Extract every one of the rows below, copying each line verbatim and in its original order.

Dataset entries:
# # # # # # #
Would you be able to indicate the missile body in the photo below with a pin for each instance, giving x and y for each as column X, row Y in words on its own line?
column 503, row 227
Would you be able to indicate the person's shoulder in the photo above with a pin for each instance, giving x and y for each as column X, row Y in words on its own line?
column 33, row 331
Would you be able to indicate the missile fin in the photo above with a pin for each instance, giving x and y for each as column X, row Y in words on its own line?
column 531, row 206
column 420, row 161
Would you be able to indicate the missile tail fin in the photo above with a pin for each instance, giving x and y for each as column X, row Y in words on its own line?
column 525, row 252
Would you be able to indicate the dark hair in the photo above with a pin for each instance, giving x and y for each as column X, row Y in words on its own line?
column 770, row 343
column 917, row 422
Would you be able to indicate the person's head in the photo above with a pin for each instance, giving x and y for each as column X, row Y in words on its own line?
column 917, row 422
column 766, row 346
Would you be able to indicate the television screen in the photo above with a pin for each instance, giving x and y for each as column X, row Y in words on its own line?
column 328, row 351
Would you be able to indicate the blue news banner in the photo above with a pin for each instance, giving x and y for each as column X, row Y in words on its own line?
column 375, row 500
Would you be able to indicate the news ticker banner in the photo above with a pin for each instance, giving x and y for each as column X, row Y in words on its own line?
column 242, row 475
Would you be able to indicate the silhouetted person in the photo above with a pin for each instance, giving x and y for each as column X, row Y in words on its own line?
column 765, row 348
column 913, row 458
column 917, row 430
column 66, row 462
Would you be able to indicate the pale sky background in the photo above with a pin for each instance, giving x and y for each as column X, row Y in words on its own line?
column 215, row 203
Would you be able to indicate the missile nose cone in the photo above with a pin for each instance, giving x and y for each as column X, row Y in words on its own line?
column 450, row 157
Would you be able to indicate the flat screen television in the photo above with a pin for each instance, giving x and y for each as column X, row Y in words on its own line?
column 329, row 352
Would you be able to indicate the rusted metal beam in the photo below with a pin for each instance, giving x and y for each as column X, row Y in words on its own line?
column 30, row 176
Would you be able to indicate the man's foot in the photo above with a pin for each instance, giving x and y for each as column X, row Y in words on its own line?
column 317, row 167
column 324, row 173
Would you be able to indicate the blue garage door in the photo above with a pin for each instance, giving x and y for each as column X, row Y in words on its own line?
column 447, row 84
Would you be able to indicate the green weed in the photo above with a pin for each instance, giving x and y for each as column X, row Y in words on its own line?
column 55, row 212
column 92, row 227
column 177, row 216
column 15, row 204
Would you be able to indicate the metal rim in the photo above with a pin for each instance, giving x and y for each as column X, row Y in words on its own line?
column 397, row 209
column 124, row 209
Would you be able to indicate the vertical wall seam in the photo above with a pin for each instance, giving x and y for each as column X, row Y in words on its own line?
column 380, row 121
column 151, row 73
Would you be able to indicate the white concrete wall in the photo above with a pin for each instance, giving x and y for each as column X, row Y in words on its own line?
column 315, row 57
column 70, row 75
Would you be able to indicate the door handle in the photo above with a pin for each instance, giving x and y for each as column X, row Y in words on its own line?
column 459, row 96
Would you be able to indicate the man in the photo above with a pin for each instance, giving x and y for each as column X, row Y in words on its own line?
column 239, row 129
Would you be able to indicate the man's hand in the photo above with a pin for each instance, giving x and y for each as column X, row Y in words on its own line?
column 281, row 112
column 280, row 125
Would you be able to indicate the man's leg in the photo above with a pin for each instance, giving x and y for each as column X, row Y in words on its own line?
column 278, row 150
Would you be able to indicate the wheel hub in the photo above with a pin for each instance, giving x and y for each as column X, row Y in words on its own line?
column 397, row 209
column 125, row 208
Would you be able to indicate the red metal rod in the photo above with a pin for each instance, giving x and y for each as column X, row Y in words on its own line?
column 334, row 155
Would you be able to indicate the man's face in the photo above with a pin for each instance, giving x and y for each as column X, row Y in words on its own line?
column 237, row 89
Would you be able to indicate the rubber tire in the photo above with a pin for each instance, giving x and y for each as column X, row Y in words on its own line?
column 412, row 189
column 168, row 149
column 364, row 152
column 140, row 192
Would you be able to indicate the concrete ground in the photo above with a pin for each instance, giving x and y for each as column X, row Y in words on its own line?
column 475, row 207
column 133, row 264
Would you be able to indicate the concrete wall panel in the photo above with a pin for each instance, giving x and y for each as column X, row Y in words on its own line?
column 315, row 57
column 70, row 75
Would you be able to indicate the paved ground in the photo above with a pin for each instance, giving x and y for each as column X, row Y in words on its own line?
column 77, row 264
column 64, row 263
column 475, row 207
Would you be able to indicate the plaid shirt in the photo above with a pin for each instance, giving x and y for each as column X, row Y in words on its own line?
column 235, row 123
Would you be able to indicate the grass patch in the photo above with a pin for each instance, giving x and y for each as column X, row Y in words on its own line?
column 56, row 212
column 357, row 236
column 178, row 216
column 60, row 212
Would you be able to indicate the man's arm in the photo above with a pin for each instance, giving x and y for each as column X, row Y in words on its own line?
# # # # # # #
▶ [Task answer]:
Would you be able to indicate the missile body in the photo below with a pin for each instance, giving x and y for each as column X, row Y in words on its own line?
column 503, row 227
Would you be able to indicate the person's shoulder in the photo above with a pin for each instance, giving x and y for each as column X, row Y in words on its own line?
column 33, row 331
Would you be able to indicate the missile fin in the photo above with a pin for each instance, giving x and y for each as column X, row Y in words on its own line?
column 531, row 206
column 420, row 161
Would you be able to indicate the missile tail fin in the photo above with a pin for each instance, giving x and y for each as column X, row Y in words on its own line?
column 525, row 252
Would you be able to indicate the dark hair in the photo above with a pin for each instance, giving x and y for each as column X, row Y in words on its own line?
column 770, row 343
column 917, row 422
Would you be able to indicate the person's head in the photo above with a pin for each instance, giving x and y for each as column X, row Y in words on its own line?
column 917, row 422
column 766, row 346
Would you be able to indicate the television screen in the photo above with a pin for each instance, giving x and y for each as column X, row Y in words on its own line?
column 328, row 351
Would you be able to indicate the blue news banner in the photo above with a pin for each instance, giving x and y for each as column X, row Y in words on its own line?
column 375, row 500
Would you be able to indicate the news ticker banner in the photo above with a pin for each instance, giving x and y for each as column X, row Y in words on its own line?
column 242, row 475
Would you be able to indicate the silhouetted person in the photo above with a pin for each instance, giving x and y for each as column X, row Y in words on its own line?
column 765, row 348
column 913, row 458
column 917, row 430
column 66, row 462
Would you be able to indicate the pale sky background in the photo above with a pin for each instance, giving x and y for each as column X, row Y in words on its own line?
column 215, row 203
Would you be able to indicate the missile nose cone in the photo above with a pin for each instance, giving x and y for each as column X, row Y in words on its own line?
column 450, row 157
Would you be able to indicate the flat screen television in the photo above with a pin for each instance, giving x and y for each as column X, row Y in words on its own line?
column 329, row 352
Would you be able to indicate the rusted metal beam in the photo below with a pin for each instance, giving x and y for each as column X, row Y in words on its own line?
column 30, row 176
Would you be able to indicate the man's foot in the photo above with a pin for each instance, giving x and y for each as column X, row Y in words on its own line?
column 317, row 167
column 324, row 173
Would you be able to indicate the blue garage door in the photo above with a pin for each instance, giving x and y for each as column X, row Y in words on its own line?
column 447, row 84
Would you be able to indicate the green weed in the photo above with a pin for each instance, giving x and y for each as column X, row Y in words on its own line?
column 55, row 212
column 92, row 227
column 177, row 216
column 15, row 204
Would you be able to indicate the metal rim in the photo above with a pin for each instance, giving x and y for each as column X, row Y in words on its own line?
column 397, row 209
column 124, row 209
Would you be able to indicate the vertical wall seam in the photo above with a pin for each instance, giving x and y for each as column X, row Y in words on its own line?
column 380, row 121
column 151, row 73
Would you be able to indicate the white concrete wall in the photo above with a pin for each instance, giving x and y for each as column X, row Y in words on its own line?
column 315, row 57
column 70, row 75
Would you be able to indicate the door handle in the photo above with a pin for each instance, giving x and y for each as column X, row Y in words on its own line?
column 459, row 96
Would you be able to indicate the man in the photo above with a pin for each instance, giving x and y for each as column X, row Y in words on its own line?
column 239, row 129
Would you be able to indicate the man's hand in the photo above with a pin for each instance, giving x and y for each as column X, row Y in words on its own line?
column 281, row 112
column 280, row 125
Would you be able to indicate the man's leg in the photo above with a pin for each instance, giving x and y for each as column X, row Y in words on its own line?
column 278, row 150
Would you be able to indicate the wheel hub in the photo above with a pin for each instance, giving x and y for each as column X, row Y in words on its own line?
column 397, row 209
column 125, row 208
Would you be able to indicate the red metal rod in the photo above with a pin for each instance, giving x and y for each as column X, row Y in words on its own line?
column 334, row 155
Would you be able to indicate the man's face in the photo above with a pin for each instance, giving x and y for each as column X, row Y in words on its own line?
column 237, row 89
Would you be able to indicate the rubber tire in the photo above with a pin for each instance, giving x and y for each as column X, row Y in words on its own line?
column 412, row 189
column 168, row 149
column 364, row 152
column 140, row 192
Would you be able to indicate the concrete ground in the photo above with a pin for each instance, giving x and y for each as column X, row Y in words on its own line?
column 475, row 207
column 133, row 264
Would you be able to indicate the concrete wall panel in the photo above with a pin for each instance, giving x and y for each as column X, row Y in words on its own line?
column 315, row 57
column 70, row 75
Would you be able to indicate the paved ground in the photo above with a pin for each instance, giving x and y for each as column X, row Y in words on its own line?
column 77, row 264
column 64, row 263
column 475, row 207
Would you be able to indicate the plaid shirt in the photo above with a pin for each instance, giving x and y for each as column X, row Y in words on its own line?
column 235, row 123
Would you be able to indicate the grass patch in the photo above with a pin for each instance, giving x and y for each as column X, row Y in words on its own line?
column 56, row 212
column 357, row 236
column 178, row 216
column 60, row 212
Would you be able to indicate the man's arm in the photo above with a pin for each instance, giving x and y for each as column X, row Y in words on its own line?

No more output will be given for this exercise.